» **Text section**:
╔══

How long will it be before "a spokesman" tells us that such an investment is not worthwhile because it only happens now and again....but now and again is becoming more regular as far as I can see.
C'mon Mr Cameron (and Mr Clegg) spend the money.


----------



## asprn (Feb 10, 2006)

Bryandh said:


> It is very easy for us to criticise, sitting in the relative warmth of autumnal Malaga 15 degrees today and a bit windy, but how is it possible for UK to become "snowlocked" within 2 days


Come to Lincolnshire where I live mate, and drive my car the mile down my snowlocked single-track lane for me and I'll shake your hand. I'm snowed in. Period.



Bryandh said:


> C'mon Mr Cameron (and Mr Clegg) spend the money.


Cheap shot.  You've just forgotten your roots. Anyway, what money??

This was at 4:00 pm and it's been hammering it since. The drifts start round the bend 50 yds up the road where the hedge runs along the roadside.


----------



## Skar (Jul 13, 2010)

Bryandh said:


> but how is it possible for UK to become "snowlocked" within 2 days.


Because it's only now that a little has fallen in the South East! The north has been having it rough for a while...


----------



## Pyranha (Jul 4, 2006)

Bryandh said:


> ....but now and again is becoming more regular as far as I can see.


That's quite a stretch from it happening this November/December and last January - when did it happen before that? I don't think there were even half a dozen snowy days during my secondary school years in the 70's/80's (I moved to London for most of the 90's, and had one snowy day).

I've been living on the edge of the Highlands for nearly 8 years, now, and we have not had a school closure for snow in the last 6 years (since my son started), before this week. This is still looking like an unusual incident, and it probably remains economically sensible not to invest as if we get this for 4 months of every year.

╚══

» **Stated goal 1**: According to the snow thread, where do the drifts start on asprn's road?
» **Stated goal 2**: List every username that appears in a post header in the snow thread.
» **Stated goal 3**: Resume the thread about snow in the UK, starting after its final sentence.
The lines are material separate from the snow thread.

» **Dataset content**:
╔══

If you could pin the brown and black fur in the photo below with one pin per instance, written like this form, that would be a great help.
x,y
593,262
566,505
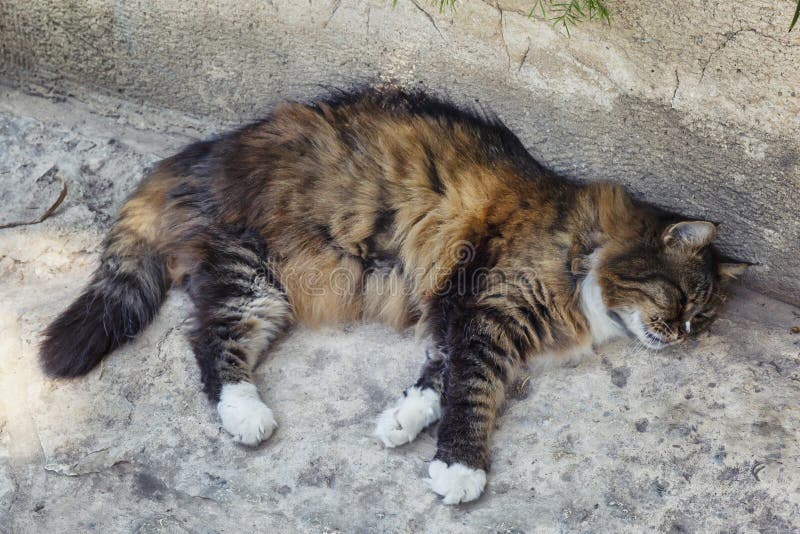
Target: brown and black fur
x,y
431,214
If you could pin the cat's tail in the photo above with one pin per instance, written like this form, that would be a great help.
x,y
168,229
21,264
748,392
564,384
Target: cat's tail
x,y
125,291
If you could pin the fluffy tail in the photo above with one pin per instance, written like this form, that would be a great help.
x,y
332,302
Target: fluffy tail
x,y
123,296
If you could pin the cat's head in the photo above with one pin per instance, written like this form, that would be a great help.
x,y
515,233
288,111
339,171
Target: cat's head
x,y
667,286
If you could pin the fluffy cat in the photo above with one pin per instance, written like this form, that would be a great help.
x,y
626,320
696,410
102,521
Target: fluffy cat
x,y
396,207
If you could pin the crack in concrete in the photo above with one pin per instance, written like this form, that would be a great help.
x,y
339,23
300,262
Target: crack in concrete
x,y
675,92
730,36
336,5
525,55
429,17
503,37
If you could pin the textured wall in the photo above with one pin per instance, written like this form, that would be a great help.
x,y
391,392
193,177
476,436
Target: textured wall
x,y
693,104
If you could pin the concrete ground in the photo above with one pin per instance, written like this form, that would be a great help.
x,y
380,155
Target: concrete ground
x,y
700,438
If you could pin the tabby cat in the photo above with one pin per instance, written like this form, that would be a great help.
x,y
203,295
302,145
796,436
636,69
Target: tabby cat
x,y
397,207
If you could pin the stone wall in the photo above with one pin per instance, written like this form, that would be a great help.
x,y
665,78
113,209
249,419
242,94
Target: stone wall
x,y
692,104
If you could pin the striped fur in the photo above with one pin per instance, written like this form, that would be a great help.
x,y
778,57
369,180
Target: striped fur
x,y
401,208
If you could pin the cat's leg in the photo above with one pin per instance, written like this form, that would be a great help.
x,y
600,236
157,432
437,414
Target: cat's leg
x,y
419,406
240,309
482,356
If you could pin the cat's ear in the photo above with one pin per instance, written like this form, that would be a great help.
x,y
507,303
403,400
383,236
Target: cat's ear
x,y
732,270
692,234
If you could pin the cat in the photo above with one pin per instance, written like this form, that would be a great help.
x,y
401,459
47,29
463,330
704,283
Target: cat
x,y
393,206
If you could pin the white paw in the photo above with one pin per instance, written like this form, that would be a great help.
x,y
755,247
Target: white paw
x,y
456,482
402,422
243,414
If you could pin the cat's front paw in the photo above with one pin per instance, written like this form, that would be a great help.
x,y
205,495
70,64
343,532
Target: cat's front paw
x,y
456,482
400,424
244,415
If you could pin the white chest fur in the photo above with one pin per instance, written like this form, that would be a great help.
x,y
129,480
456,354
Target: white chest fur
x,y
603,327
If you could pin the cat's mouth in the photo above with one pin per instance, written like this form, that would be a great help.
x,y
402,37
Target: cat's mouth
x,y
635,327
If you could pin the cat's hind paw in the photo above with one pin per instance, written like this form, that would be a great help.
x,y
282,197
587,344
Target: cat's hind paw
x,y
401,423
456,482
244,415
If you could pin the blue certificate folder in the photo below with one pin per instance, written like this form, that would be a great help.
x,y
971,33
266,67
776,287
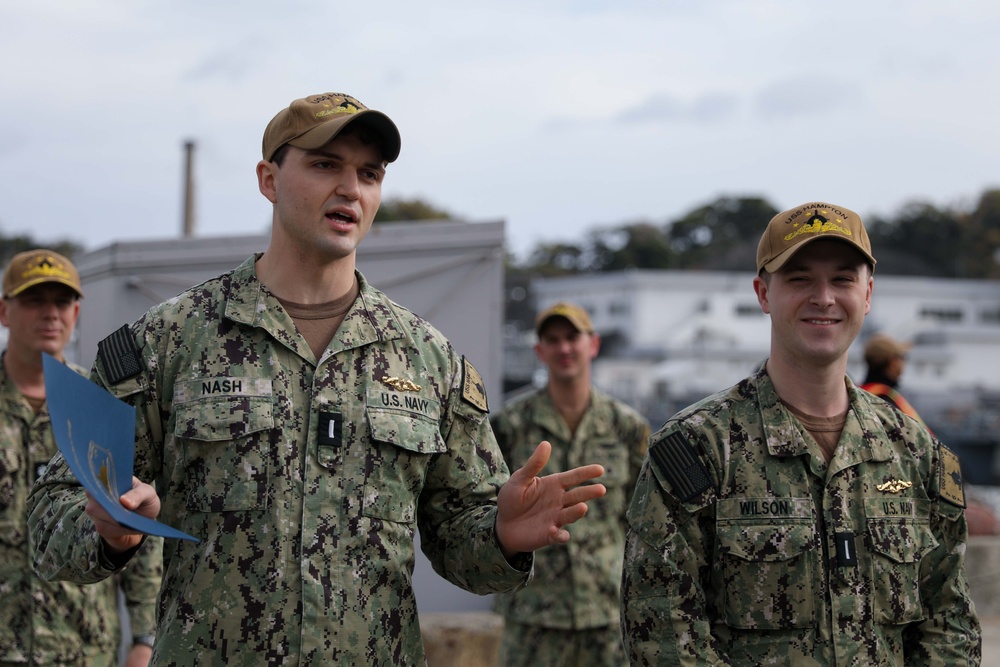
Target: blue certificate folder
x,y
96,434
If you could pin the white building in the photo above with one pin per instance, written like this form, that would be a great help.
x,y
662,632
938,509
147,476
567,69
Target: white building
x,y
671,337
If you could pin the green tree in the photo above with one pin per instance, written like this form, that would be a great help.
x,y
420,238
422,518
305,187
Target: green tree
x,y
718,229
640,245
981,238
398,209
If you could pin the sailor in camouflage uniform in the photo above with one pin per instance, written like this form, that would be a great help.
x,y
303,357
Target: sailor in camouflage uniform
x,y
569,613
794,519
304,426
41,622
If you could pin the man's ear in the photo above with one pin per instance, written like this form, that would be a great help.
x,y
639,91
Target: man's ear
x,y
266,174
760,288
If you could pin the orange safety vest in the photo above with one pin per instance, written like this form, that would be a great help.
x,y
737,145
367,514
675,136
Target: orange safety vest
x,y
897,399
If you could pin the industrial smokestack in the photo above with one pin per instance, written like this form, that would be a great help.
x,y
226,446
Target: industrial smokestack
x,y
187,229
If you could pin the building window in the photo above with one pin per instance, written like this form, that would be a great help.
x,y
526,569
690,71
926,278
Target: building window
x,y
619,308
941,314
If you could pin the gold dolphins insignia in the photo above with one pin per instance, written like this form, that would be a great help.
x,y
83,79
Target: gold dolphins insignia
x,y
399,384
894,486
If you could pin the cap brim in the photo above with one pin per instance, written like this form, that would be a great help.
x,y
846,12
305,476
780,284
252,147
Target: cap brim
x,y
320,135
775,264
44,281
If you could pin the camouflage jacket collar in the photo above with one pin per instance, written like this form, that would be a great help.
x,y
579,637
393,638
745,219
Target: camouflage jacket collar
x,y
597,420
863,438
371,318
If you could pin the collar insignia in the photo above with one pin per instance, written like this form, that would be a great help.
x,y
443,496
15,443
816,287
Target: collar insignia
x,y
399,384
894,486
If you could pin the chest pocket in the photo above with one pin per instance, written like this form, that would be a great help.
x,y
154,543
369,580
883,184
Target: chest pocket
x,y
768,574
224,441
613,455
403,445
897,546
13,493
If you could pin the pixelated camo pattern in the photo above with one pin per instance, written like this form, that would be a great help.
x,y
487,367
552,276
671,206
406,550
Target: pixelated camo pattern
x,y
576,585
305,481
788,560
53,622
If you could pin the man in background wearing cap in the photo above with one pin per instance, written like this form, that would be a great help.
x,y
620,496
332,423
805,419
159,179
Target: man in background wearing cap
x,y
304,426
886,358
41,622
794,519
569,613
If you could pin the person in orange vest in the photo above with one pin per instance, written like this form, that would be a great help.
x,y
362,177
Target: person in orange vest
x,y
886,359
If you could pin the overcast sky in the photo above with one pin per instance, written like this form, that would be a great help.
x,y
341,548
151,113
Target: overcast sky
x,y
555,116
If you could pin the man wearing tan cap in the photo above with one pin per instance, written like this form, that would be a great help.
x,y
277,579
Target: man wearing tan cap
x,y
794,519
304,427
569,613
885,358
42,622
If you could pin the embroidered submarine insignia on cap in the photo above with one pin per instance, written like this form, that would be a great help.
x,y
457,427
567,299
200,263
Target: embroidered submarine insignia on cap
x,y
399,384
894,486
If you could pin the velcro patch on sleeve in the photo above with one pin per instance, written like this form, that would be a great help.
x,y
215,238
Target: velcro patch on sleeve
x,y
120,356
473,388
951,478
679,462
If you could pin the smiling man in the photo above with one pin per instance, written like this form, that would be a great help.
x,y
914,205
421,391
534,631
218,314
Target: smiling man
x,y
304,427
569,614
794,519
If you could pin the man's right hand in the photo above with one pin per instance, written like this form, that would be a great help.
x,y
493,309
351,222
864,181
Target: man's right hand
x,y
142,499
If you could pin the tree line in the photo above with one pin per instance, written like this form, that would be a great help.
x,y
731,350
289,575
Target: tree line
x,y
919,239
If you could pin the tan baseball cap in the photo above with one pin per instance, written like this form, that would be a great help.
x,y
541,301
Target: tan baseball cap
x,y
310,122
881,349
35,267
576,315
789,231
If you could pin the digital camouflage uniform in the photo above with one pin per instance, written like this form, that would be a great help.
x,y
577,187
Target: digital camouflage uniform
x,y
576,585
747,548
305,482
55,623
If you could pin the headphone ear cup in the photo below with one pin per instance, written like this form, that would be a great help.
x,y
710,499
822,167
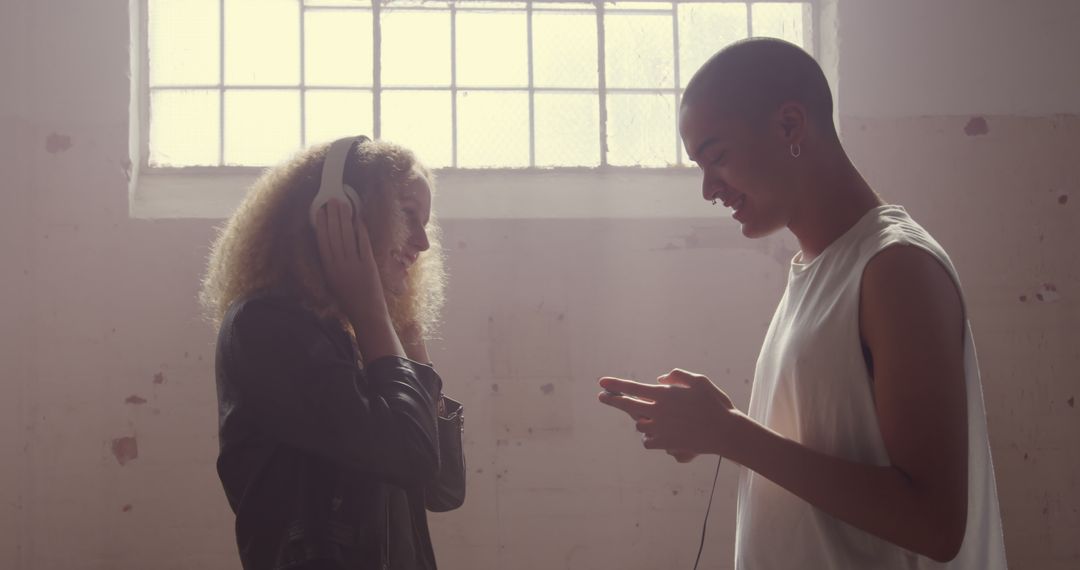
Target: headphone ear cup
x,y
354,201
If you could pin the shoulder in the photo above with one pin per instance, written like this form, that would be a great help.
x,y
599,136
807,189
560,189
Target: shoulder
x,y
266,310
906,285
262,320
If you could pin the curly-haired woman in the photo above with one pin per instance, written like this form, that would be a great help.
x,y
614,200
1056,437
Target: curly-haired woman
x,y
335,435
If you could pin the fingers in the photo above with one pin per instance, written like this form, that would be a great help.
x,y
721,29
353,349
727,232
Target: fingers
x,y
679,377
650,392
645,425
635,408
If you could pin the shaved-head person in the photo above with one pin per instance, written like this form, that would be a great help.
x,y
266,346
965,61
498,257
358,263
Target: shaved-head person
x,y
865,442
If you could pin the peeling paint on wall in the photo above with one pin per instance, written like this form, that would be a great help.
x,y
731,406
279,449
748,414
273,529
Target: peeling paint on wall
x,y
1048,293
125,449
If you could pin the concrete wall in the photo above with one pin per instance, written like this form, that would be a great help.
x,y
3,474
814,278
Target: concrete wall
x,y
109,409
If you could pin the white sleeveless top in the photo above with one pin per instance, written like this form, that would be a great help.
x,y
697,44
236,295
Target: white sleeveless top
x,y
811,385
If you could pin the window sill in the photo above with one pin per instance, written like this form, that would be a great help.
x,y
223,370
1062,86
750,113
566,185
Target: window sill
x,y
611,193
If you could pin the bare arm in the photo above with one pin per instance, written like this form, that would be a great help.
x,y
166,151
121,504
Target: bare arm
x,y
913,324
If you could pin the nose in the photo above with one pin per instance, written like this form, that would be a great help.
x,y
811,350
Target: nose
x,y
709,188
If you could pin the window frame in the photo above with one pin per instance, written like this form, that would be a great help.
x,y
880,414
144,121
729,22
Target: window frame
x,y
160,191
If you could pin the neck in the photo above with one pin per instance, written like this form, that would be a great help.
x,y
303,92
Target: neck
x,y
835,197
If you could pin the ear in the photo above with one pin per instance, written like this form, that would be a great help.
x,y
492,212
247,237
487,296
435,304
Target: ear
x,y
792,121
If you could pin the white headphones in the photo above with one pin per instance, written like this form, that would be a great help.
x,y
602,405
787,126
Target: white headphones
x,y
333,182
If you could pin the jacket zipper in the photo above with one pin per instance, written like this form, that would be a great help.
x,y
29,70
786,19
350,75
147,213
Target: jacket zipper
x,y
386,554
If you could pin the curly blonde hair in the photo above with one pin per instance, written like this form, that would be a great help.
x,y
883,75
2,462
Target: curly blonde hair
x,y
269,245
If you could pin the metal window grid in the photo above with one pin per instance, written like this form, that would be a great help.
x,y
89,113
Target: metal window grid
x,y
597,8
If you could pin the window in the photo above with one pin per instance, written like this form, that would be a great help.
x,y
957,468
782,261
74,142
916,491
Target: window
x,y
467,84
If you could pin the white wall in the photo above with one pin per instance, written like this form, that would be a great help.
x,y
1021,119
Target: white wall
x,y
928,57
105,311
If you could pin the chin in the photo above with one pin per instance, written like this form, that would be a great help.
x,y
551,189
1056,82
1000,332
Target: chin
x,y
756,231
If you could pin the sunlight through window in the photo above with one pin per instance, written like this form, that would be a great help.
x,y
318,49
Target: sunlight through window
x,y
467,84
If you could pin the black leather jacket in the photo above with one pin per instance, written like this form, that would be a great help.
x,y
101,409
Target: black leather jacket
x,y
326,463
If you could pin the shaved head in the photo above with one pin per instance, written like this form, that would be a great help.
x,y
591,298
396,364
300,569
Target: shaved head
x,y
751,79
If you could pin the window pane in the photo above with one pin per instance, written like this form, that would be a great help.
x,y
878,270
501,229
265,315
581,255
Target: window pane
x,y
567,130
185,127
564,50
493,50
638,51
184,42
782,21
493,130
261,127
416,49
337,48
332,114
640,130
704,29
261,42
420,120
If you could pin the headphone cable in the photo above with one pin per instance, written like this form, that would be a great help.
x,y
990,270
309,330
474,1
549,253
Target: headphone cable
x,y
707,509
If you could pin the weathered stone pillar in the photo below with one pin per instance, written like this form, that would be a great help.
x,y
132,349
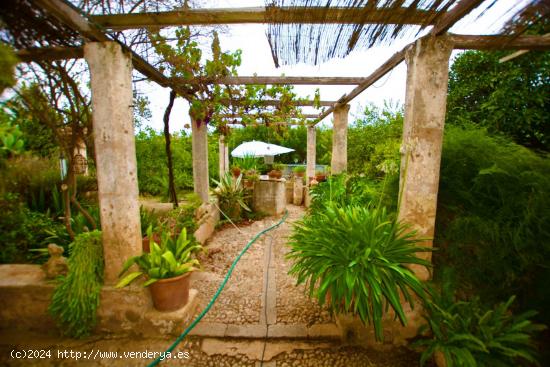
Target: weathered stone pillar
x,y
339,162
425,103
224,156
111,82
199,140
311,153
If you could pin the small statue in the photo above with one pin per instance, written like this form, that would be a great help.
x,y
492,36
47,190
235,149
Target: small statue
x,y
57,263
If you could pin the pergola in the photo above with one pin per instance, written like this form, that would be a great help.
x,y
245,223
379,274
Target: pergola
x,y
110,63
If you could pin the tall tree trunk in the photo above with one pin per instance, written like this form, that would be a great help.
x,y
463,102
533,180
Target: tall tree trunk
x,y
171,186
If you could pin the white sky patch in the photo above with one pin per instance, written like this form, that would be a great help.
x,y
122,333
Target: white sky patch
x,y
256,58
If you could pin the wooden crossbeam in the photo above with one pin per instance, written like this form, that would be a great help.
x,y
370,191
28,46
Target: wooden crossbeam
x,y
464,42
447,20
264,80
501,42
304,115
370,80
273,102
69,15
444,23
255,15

╚══

» **Final result 1**: Round the bend 50 yards up the road, where the hedge runs along the roadside.

» **Final result 2**: asprn, Skar, Pyranha

» **Final result 3**:
----------



## CaGreg (Mar 28, 2007)

I think a lot of people living in these more temparate lands believe that other countries who experience snow every winter never have any problems with snow. 

Poland gets heavy snow every winter, but yesterday I saw reports of lorries being stuck on one of the main motorways for more than 24hours. Film footage showed drivers digging out the lorries by hand.

Yesterday, in Germany (the home of efficiency and coping, one would have thought) airports were shut and flights were cancelled. 

Last year, we saw footage of France, Germany and other Countires showing long tailbacks on motorways and heard stories of gridlock and chaos.

There are some weather events that are more sudden and overwhelming than others, and even the best prepared countries also get 'snowlocked' from time to time.

I know here in Ireland there was a good level of preparadness this year, but the snow that fell in the past 24 hours was heavy and unrelenting. We cleared our path on three occasions in the past three days and it is once again under about six inches of snow.
I cleared my car yesterday, it is again under a blanket of snow.

This snow is BIG!!!!! Continue to enjoy your warm holidays, I envy you and am glad you are having a good time, but I believe that you might be getting it a bit wrong this time.

Best wishes
Ca


----------



## Rapide561 (Oct 1, 2005)

*Snow*

I have driven approximately 200 miles today and have not seen a single gritter.

Russell


----------



## Techno100 (May 8, 2010)

Simple! a lot of snow in a short time, 2 days :roll: 

It's not becoming frequent ENOUGH to spend millions of our tax...yet.

Finally the weather is not the major problem in this small island, it is TOO MANY vehicles.
A much stronger treatment of illegal drivers will sort a lot of problems, I reckon as many as 5 million :twisted:


----------



## Bryandh (Oct 6, 2010)

ASPRN ASKED.... You've just forgotten your roots. Anyway, what money?? 

Admittedly in childhood snow was a joyous event, in adulthood a bl***y nuisance.

Where is the money....................... how about cutting some ill spent foreign aid, just for starters. In the recently announced cuts "foreign aid" was barely touched, I believe the UK is a better place to spend such moneys.(Guess this thread now gets kicked into Subs Bar) !! :lol: :lol: :lol:


----------



## barryd (May 9, 2008)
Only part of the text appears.